- **Passage**
· · · · · · ·

Da polishing had no affect, I used my McGuire pre wax polish then after no success I used legitimate polishing compound with the same results 

If I can't do anything about it it's not quite aggressive/noticeable enough for me to want to do anything about it


Sent from my iPad using Tapatalk


----------



## Chevy_Country (Oct 16, 2015)

Robby said:


> Leave it alone with no cover. It is called 'Blushing'.
> 
> Your cover likely held moisture against the paint while the sun was shining on it......avoid waxing the spot as it will tend to trap outgassing.
> To get the wax off, just wipe the area with tar remover or mineral spirits.
> ...


Thank you, I will try that today and tomorrow, I have a canopy I will be getting and setting up today and tomorrow so I don't have to worry about it anymore lol


Sent from my iPad using Tapatalk


----------



## Chevy_Country (Oct 16, 2015)

Robby said:


> Leave it alone with no cover. It is called 'Blushing'.
> 
> Your cover likely held moisture against the paint while the sun was shining on it......avoid waxing the spot as it will tend to trap outgassing.

· · · · · · ·

- **Records shown**

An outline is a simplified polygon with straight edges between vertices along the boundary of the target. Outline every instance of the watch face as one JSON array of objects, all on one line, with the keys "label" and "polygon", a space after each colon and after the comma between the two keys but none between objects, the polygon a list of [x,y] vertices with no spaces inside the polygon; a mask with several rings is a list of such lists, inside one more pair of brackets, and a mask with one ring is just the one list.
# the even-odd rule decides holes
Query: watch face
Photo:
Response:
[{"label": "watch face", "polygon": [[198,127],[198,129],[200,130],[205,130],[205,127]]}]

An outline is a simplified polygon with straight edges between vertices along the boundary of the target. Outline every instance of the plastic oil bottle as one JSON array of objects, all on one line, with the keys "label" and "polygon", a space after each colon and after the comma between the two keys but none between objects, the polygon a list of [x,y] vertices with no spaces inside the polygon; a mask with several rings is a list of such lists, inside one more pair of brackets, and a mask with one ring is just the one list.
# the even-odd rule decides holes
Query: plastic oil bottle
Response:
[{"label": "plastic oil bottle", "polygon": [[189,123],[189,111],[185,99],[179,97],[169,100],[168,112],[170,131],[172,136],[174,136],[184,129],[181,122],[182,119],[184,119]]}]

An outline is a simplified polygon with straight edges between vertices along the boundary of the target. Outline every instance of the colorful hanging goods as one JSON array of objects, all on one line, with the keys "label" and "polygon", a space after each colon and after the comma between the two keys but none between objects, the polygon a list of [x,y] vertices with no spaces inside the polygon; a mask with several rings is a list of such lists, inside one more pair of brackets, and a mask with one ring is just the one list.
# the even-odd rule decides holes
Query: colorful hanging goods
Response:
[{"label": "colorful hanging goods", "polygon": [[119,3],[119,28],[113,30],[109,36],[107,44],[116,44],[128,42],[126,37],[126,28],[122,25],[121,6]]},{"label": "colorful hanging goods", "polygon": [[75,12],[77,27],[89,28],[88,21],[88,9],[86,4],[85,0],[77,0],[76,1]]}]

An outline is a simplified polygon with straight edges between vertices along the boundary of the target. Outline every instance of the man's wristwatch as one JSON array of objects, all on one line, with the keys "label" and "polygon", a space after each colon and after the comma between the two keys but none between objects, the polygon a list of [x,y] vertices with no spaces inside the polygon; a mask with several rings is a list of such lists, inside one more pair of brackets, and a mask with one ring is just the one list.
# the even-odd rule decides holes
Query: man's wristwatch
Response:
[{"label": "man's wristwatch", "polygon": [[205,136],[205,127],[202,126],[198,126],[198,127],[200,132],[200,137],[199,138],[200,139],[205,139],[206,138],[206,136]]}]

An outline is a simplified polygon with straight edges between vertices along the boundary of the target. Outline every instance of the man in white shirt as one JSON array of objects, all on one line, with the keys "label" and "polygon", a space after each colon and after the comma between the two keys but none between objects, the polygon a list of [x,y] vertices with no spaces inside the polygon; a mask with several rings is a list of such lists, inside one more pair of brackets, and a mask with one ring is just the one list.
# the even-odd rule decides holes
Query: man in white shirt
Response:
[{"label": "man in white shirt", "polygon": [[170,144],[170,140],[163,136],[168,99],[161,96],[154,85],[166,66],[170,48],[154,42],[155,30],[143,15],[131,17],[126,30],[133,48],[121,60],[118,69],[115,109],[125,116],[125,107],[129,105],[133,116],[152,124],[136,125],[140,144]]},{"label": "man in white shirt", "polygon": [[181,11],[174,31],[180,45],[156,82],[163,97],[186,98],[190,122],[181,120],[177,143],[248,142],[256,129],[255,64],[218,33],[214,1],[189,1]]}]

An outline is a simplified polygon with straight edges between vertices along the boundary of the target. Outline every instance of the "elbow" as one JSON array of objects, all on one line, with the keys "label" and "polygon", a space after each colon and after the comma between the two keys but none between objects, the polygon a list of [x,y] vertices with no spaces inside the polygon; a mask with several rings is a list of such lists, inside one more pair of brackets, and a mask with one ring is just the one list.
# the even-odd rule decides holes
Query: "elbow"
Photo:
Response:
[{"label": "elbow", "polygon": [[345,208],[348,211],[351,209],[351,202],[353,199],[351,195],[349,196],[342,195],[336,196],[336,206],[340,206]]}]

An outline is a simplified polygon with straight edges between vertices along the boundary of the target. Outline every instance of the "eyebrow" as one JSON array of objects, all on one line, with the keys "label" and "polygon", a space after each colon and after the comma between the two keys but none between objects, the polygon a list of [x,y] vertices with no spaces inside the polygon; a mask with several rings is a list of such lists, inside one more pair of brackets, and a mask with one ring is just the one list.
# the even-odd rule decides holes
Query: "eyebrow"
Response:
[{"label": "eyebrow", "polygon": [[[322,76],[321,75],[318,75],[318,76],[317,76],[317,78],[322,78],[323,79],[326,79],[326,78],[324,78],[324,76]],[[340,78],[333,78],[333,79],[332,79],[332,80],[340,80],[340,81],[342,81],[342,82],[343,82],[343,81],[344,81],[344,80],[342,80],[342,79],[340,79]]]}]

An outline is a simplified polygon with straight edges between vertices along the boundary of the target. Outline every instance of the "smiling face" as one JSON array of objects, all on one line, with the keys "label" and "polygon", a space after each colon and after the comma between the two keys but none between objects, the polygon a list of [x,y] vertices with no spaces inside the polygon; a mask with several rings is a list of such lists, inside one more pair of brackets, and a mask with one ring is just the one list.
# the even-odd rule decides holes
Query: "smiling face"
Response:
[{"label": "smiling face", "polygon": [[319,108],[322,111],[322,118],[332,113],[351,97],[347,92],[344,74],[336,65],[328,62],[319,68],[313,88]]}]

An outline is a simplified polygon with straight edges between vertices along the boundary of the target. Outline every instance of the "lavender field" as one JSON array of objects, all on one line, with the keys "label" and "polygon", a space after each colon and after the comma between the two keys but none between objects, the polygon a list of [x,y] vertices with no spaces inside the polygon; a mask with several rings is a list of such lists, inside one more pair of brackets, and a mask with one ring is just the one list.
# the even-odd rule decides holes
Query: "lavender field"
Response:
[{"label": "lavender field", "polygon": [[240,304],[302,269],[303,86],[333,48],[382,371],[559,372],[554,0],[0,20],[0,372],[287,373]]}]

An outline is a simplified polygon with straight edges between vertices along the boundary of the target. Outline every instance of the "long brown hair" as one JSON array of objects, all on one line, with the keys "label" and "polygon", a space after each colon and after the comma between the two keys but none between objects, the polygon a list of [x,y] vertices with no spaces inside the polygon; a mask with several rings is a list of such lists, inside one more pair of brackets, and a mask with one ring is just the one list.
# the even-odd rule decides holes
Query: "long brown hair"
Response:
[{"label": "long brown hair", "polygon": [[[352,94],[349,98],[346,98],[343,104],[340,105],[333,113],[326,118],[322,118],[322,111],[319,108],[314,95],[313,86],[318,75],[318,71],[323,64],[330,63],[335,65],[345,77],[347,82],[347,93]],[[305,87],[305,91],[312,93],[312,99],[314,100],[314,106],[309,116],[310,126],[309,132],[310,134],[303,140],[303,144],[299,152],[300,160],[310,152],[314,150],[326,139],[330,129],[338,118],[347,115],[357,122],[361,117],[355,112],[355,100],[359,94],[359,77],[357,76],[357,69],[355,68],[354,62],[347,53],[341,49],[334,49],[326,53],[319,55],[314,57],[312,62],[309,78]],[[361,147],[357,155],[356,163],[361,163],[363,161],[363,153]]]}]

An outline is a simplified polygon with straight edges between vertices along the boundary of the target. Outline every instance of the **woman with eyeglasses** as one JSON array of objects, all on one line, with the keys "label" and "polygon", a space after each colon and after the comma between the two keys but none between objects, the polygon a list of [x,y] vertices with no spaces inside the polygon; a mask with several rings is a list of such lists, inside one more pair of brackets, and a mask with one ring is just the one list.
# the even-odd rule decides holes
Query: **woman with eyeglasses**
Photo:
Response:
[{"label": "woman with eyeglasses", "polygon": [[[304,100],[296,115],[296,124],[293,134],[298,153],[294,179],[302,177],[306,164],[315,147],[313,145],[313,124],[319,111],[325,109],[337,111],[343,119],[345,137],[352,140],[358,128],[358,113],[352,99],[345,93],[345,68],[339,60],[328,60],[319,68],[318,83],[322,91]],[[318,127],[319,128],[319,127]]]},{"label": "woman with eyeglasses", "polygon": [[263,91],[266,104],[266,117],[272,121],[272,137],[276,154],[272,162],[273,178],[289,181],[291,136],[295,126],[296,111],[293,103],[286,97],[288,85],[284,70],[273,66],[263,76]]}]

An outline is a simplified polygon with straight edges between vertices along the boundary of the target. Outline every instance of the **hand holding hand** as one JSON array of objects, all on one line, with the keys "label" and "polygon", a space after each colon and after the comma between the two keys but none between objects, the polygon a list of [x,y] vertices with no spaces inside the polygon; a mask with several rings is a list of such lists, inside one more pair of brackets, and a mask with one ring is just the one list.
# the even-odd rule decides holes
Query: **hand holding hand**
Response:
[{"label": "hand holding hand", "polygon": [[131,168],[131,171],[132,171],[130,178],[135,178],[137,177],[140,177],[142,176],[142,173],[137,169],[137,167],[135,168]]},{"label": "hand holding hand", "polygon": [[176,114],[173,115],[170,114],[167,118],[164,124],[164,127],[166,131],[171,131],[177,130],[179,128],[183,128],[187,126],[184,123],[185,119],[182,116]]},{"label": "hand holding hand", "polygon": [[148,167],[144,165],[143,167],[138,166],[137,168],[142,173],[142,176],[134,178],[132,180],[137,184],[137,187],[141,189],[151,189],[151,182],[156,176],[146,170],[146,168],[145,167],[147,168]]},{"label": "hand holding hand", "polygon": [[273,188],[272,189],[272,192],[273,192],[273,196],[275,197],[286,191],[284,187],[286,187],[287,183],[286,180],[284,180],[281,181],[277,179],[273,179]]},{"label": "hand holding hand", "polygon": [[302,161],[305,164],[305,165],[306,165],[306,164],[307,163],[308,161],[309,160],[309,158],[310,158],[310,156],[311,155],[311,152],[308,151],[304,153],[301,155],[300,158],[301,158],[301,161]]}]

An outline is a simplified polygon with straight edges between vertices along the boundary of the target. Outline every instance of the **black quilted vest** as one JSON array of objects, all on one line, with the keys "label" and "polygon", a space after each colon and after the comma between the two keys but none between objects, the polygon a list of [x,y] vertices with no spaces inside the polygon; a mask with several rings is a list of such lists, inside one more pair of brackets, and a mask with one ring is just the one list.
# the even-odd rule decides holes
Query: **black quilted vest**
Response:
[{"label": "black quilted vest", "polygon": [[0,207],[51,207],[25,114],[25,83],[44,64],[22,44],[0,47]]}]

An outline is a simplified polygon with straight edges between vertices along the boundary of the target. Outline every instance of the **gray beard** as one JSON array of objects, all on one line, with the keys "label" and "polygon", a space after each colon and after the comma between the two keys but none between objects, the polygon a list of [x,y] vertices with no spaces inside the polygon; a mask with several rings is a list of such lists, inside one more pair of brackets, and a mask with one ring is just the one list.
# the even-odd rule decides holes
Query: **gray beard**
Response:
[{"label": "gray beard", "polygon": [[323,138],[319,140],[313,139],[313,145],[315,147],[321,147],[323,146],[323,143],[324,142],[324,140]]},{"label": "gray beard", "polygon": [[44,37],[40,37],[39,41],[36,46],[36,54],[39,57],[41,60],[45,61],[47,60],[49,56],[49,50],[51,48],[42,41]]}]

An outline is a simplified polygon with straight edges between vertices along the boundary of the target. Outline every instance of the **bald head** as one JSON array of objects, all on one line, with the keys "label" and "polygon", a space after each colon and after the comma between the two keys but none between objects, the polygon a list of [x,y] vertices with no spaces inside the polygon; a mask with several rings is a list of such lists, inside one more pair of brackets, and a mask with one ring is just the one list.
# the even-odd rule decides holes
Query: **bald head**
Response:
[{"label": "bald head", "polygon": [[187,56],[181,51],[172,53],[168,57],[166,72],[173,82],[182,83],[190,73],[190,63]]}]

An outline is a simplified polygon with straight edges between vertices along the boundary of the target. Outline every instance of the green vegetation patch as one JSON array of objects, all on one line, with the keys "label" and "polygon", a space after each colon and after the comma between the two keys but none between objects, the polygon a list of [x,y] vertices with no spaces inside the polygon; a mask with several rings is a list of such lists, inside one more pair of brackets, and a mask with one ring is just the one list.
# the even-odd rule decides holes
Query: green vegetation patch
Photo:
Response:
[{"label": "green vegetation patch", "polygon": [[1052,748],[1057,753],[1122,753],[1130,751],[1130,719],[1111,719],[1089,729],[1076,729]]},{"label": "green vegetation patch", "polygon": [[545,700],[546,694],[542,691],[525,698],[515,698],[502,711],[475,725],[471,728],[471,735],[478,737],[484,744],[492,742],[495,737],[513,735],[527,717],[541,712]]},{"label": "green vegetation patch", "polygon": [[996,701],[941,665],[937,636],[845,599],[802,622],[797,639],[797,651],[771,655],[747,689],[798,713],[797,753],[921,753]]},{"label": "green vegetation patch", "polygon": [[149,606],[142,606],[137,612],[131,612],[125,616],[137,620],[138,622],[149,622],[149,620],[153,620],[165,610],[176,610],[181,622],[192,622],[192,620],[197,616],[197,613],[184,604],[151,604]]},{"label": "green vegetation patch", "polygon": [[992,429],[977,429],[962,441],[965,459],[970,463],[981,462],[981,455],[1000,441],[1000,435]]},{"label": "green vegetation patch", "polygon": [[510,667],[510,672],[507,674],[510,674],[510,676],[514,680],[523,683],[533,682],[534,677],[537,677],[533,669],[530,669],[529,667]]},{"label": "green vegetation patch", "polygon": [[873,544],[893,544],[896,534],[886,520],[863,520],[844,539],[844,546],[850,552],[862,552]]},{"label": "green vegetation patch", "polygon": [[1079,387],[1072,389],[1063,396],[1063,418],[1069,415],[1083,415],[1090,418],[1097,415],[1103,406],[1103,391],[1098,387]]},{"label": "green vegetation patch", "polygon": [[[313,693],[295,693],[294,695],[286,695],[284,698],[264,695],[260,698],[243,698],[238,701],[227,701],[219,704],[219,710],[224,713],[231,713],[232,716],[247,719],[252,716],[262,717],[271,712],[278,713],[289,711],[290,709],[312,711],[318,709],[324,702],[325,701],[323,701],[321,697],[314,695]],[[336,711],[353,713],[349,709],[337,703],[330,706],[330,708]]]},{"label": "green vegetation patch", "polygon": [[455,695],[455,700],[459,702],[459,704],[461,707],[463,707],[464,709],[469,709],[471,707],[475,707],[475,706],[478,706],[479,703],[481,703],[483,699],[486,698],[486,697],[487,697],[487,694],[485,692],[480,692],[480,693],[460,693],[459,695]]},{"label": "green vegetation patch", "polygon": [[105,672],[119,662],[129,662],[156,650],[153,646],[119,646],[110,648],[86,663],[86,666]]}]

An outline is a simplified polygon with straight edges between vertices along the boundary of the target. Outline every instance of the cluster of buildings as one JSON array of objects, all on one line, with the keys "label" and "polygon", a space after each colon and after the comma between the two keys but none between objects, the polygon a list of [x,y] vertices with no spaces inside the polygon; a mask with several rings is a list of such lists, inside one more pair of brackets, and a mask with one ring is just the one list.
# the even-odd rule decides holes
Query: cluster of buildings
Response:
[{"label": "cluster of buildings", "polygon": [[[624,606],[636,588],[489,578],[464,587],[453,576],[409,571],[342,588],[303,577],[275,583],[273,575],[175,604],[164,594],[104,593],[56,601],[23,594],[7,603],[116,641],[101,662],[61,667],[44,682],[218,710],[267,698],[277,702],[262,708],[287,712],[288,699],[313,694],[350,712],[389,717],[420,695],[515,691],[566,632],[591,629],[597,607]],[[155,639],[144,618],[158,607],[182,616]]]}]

· · · · · · ·

- **Required actions**
1. Answer these questions using the forum thread on paint blushing.
(a) Which two products were used on the spot before the poster reported no success?
(b) What name does Robby give the condition?
(c) What does Robby say to wipe the area with to get the wax off?
2. Write the next part of the forum thread on paint blushing, starting after its final line.

- **Answers to the exercises**
1.
(a) McGuire pre wax polish and a legitimate polishing compound.
(b) Blushing.
(c) Tar remover or mineral spirits.

2.
> To get the wax off, just wipe the area with tar remover or mineral spirits.
> ...


This worked! There's a few very very hard to notice blemishes remaining on the roof, but the big ugly one on the hood is all but a thing of the past now! Thanks for the advice, canopy coming better late than never but I guess now I learned my lesson

Sent from my SM-G930V using Tapatalk


----------



## Robby (Mar 1, 2013)

Chevy_Country said:


> This worked! There's a few very very hard to notice blemishes remaining on the roof, but the big ugly one on the hood is all but a thing of the past now! Thanks for the advice, canopy coming better late than never but I guess now I learned my lesson
> 
> Sent from my SM-G930V using Tapatalk


Thanks for the follow up.

Going a bit further, this anomaly often happens to folks that leave a hood bra (mask) on a wet car and the manuals that come with the bra (the better ones, like Colgan) warn of the possibility of blushing with the same recommendation I gave you.

Glad it worked out, I was confident it would.

Rob


----------



## Snipesy (Dec 7, 2015)

Interesting, never heard of that issue.

Must be an issue (or.. feature?) with GM's clear coat.... If it was any other clear coat and that happen to it I guarantee it would start peeling.


----------



## Robby (Mar 1, 2013)

Snipesy said:


> Interesting, never heard of that issue.
> 
> Must be an issue (or.. feature?) with GM's clear coat.... If it was any other clear coat and that happen to it I guarantee it would start peeling.


It will happen to any color regardless of paint supplier under the same circumstances.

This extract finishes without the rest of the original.